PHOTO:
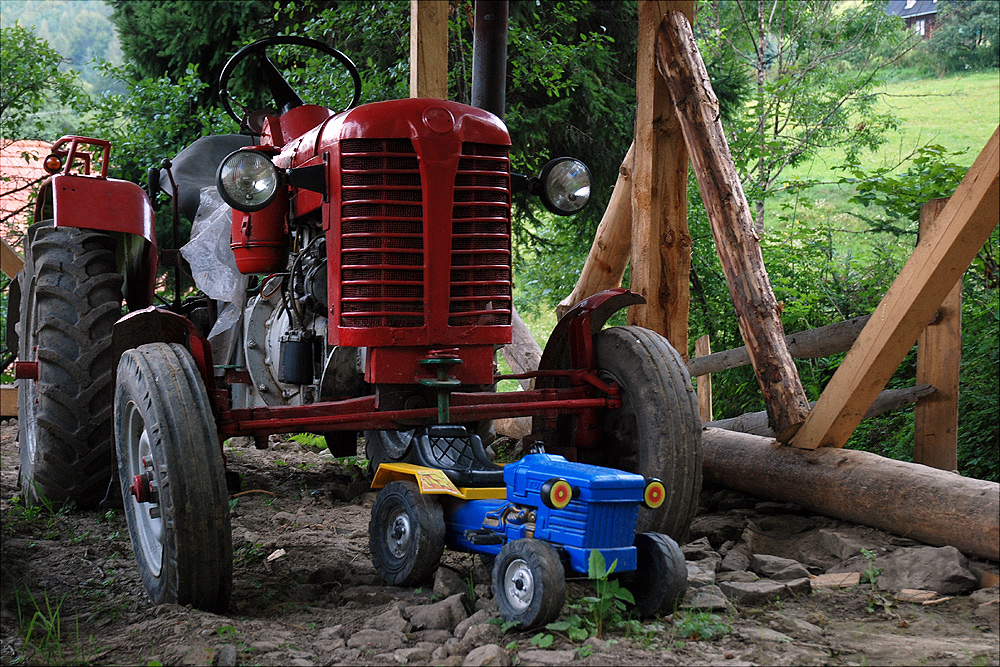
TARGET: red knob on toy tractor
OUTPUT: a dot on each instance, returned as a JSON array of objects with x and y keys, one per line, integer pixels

--

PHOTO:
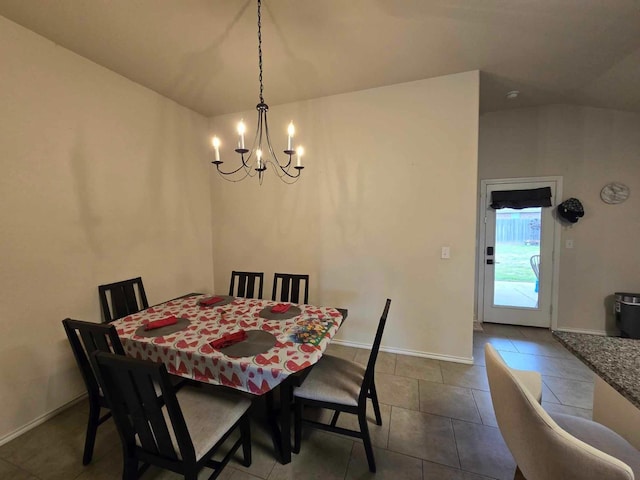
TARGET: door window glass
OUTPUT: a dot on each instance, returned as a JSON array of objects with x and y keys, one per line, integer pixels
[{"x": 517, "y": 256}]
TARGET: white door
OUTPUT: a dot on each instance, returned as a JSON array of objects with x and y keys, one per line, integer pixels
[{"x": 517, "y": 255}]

---

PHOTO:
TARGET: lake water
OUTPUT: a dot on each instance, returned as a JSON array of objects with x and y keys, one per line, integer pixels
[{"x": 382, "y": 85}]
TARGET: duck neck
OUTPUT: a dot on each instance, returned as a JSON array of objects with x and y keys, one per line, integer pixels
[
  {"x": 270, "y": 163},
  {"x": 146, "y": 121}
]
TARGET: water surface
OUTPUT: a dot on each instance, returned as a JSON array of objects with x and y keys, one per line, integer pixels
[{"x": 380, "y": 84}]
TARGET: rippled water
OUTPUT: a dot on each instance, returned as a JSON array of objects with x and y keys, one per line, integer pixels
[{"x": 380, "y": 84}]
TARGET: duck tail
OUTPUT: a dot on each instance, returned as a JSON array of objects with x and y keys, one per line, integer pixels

What is required ▸
Pick out every line in the records that contains the word "door", and copy each one in full.

The reply ▸
TARGET: door window glass
TARGET: white door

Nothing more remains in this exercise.